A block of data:
----------------
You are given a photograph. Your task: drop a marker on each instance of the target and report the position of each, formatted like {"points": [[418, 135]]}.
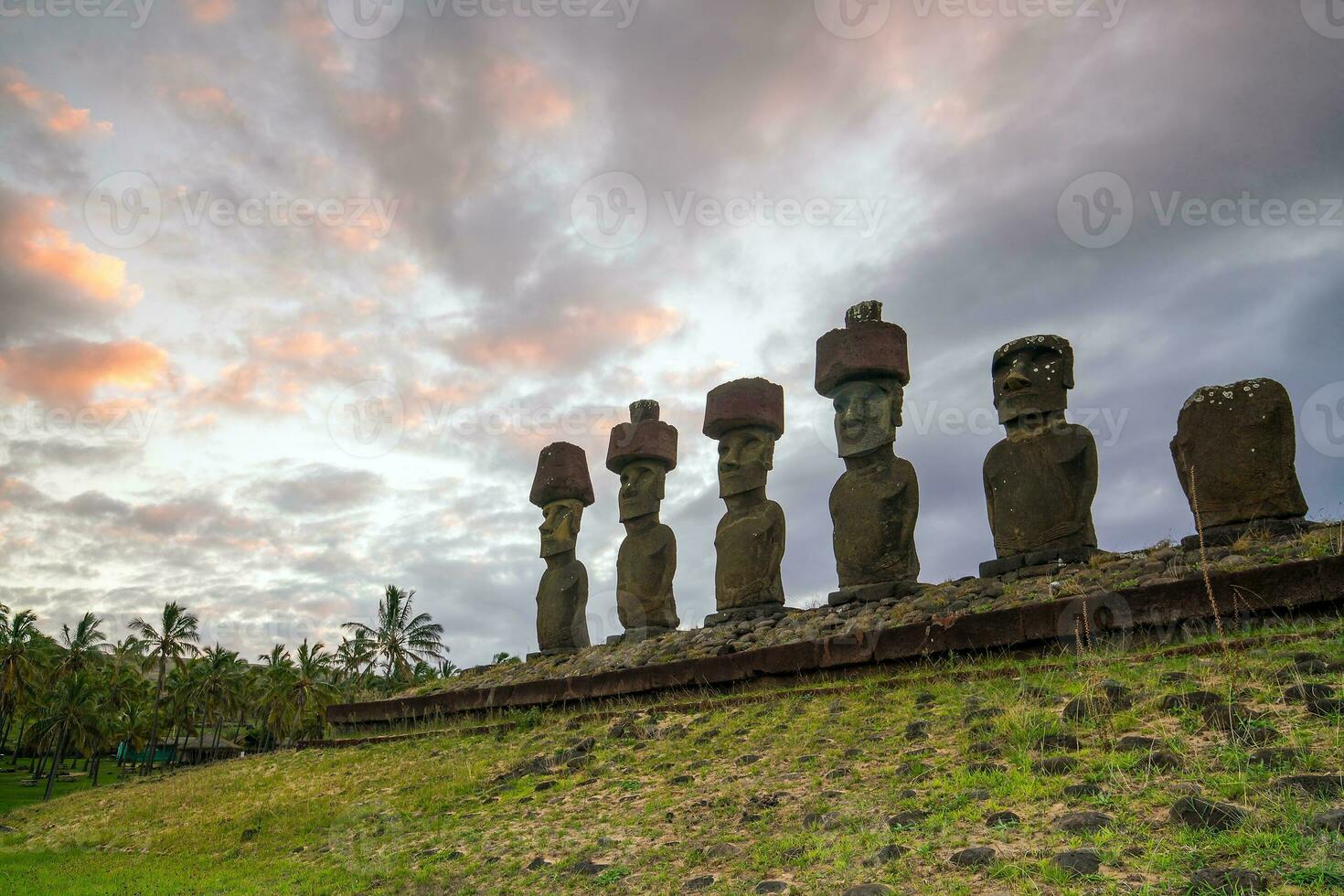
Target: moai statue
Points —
{"points": [[864, 369], [746, 417], [1241, 443], [1040, 481], [643, 452], [562, 489]]}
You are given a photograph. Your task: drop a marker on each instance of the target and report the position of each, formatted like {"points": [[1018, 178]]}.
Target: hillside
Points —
{"points": [[882, 776]]}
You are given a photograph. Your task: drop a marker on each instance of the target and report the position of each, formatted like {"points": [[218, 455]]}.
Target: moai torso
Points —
{"points": [[864, 368], [562, 606], [1040, 491], [750, 546], [874, 509], [644, 570], [1241, 441]]}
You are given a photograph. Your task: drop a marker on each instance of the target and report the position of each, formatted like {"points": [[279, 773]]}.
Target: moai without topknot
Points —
{"points": [[643, 452], [1241, 443], [746, 417], [562, 489], [864, 369], [1040, 481]]}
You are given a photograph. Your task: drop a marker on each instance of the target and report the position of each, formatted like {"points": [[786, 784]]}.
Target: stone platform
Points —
{"points": [[1224, 535], [1003, 566], [1269, 590]]}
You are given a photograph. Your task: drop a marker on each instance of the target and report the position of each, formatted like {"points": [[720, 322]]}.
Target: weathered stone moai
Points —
{"points": [[1241, 441], [643, 452], [746, 417], [1040, 481], [864, 369], [562, 489]]}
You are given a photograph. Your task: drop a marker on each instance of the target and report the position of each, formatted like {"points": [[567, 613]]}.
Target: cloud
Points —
{"points": [[320, 489], [46, 254], [210, 12], [208, 101], [51, 109], [525, 98], [70, 372]]}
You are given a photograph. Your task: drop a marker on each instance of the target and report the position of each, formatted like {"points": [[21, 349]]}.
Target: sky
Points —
{"points": [[292, 293]]}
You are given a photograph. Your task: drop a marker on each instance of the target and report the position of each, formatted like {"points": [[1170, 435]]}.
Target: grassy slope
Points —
{"points": [[425, 816], [14, 795]]}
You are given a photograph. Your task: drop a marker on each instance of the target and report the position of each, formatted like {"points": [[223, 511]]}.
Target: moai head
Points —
{"points": [[746, 417], [864, 369], [560, 527], [643, 452], [1032, 378], [562, 489]]}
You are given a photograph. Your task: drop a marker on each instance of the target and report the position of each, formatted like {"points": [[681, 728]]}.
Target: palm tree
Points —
{"points": [[175, 638], [400, 640], [70, 715], [19, 647], [311, 684], [82, 645], [220, 673], [355, 655]]}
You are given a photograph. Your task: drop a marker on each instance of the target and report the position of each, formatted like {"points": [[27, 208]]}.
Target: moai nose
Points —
{"points": [[1017, 380]]}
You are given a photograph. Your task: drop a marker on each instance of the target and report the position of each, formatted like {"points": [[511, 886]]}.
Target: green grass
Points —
{"points": [[12, 795], [672, 797]]}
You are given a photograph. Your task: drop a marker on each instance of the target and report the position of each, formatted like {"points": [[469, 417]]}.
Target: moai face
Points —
{"points": [[867, 415], [1032, 382], [746, 457], [641, 489], [560, 527]]}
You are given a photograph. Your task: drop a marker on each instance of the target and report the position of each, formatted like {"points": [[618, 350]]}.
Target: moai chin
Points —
{"points": [[562, 489], [1241, 441], [643, 452], [864, 369], [1040, 481], [746, 417]]}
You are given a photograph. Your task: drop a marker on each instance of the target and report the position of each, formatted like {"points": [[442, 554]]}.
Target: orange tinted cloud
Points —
{"points": [[30, 242], [302, 347], [523, 98], [50, 108], [210, 12], [70, 371]]}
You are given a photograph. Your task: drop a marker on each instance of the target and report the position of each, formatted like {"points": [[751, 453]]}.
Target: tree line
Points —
{"points": [[80, 695]]}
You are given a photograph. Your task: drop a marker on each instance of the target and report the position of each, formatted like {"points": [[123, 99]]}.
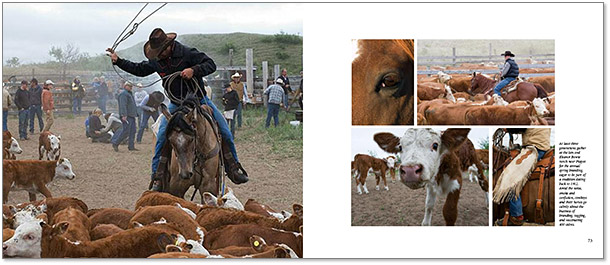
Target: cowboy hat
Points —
{"points": [[157, 42], [507, 53]]}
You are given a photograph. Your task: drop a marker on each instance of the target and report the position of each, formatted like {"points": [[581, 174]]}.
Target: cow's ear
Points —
{"points": [[257, 243], [454, 138], [210, 199], [172, 248], [297, 209], [60, 228], [388, 142]]}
----------------
** Your goal **
Copy out all the entries exactly. Images stay out of the copy.

** Answer to this problem **
You are given a photograph. Your task: drop a marker on each instance of the target and report the position of each, formatted like {"points": [[418, 135]]}.
Target: moai statue
Points —
{"points": [[864, 369], [746, 417], [1241, 443], [1040, 481], [643, 452], [562, 489]]}
You are given a photograph. Your task: drop a marker on each instance of the target and report the position of each, formatted like {"points": [[1018, 178]]}.
Target: hillside
Points —
{"points": [[882, 776]]}
You are given a photograph. Your task: drop a marker on each instance of the target and report the position of each, formatted like {"points": [[218, 455]]}.
Target: moai torso
Points —
{"points": [[864, 368], [562, 606], [1040, 491], [750, 546], [874, 509], [644, 570], [1241, 441]]}
You are given a photograph. Your task: drop a marker on each instance of the target and report the position of each, formatted like {"points": [[279, 773]]}.
Target: moai without topknot
Points —
{"points": [[643, 452], [1241, 443], [746, 417], [562, 489], [864, 369], [1040, 481]]}
You are given a photograph. Your task: drop a marker on each instance of the target and report the position of each, formatted like {"points": [[786, 784]]}.
Target: stone platform
Points —
{"points": [[1224, 535], [1003, 566], [1269, 590]]}
You are given a photograph. Your task: drop a marker on each instance of the target and report the position of each, formatted like {"points": [[720, 322]]}.
Target: weathered stone moai
Points —
{"points": [[1241, 441], [643, 452], [746, 417], [1040, 481], [864, 369], [562, 489]]}
You are given a photograph. Your task: drop a marker on each instance of the target and report the position of each, formatted like {"points": [[567, 613]]}.
Target: cloud
Points —
{"points": [[320, 489], [46, 254], [210, 12], [208, 101], [51, 109], [525, 98], [70, 372]]}
You are given a photograph. Your task: drop a marker on each instance of the target and report the position of each, formatted like {"points": [[21, 349]]}.
Target: sky
Points —
{"points": [[292, 293]]}
You are given a photograph. Your task: drop a marker on each instance of the target and report the position of each, formatted like {"points": [[1170, 435]]}.
Target: grassy slope
Points —
{"points": [[425, 816], [14, 795]]}
You are given a photograph. Your task: drop a marker on each instance of the target and report the position of each, formatted like {"points": [[223, 511]]}.
Target: moai head
Points —
{"points": [[746, 417], [864, 369], [560, 527], [643, 452], [1032, 378], [562, 489]]}
You are given a photograph. Your task: drop a marker on each instance of the target and report the position of each, formatted like {"points": [[681, 728]]}.
Target: palm tree
Points —
{"points": [[175, 638], [400, 640], [70, 715], [19, 647], [311, 684], [82, 645], [220, 673], [355, 655]]}
You are given a photograph. Your task: drop a marker on each instance of the target and report the position of each, formatted like {"points": [[27, 208]]}.
Target: moai nose
Points —
{"points": [[1017, 380]]}
You are given a photograph. Your task: drop a marker on each instance of the target and report the position of each, formatted like {"points": [[511, 886]]}.
Target: green grass
Points —
{"points": [[12, 795], [672, 797]]}
You are given a photograph. Your task: drop a marker on each instance of the target and report the position of each, formatted like {"points": [[469, 417]]}.
Target: moai face
Points —
{"points": [[867, 415], [1032, 382], [746, 457], [641, 489], [560, 527]]}
You are given a photograph. Your task: drop a marker on each instance of the target and report the position of each, formatted like {"points": [[618, 350]]}.
Target: moai chin
Points —
{"points": [[562, 489], [1241, 441], [643, 452], [864, 369], [1040, 481], [746, 417]]}
You are given a photograph. Your task: drop a marker on each instance of the target and report the position of each, formatted like {"points": [[442, 554]]}.
Target: orange tinted cloud
Points —
{"points": [[30, 242], [302, 347], [523, 98], [50, 108], [210, 12], [70, 371]]}
You are given a photograph. Your task: drop a marker on each instance of the target and report the position of each, formatted like {"points": [[751, 453]]}.
Target: tree line
Points —
{"points": [[80, 695]]}
You are given a photograph. Your task: drop a marker on each instance of the target and report the position of each, formatted like {"points": [[123, 99]]}.
Target: cowboy hat
Points —
{"points": [[157, 42], [507, 53]]}
You are given a photograph. Your task: drop a marker on each instance of the target and report the position of each, formatted like {"points": [[581, 174]]}.
Target: cow's ear
Points —
{"points": [[257, 243], [454, 138], [210, 199], [172, 248], [297, 209], [60, 228], [388, 142]]}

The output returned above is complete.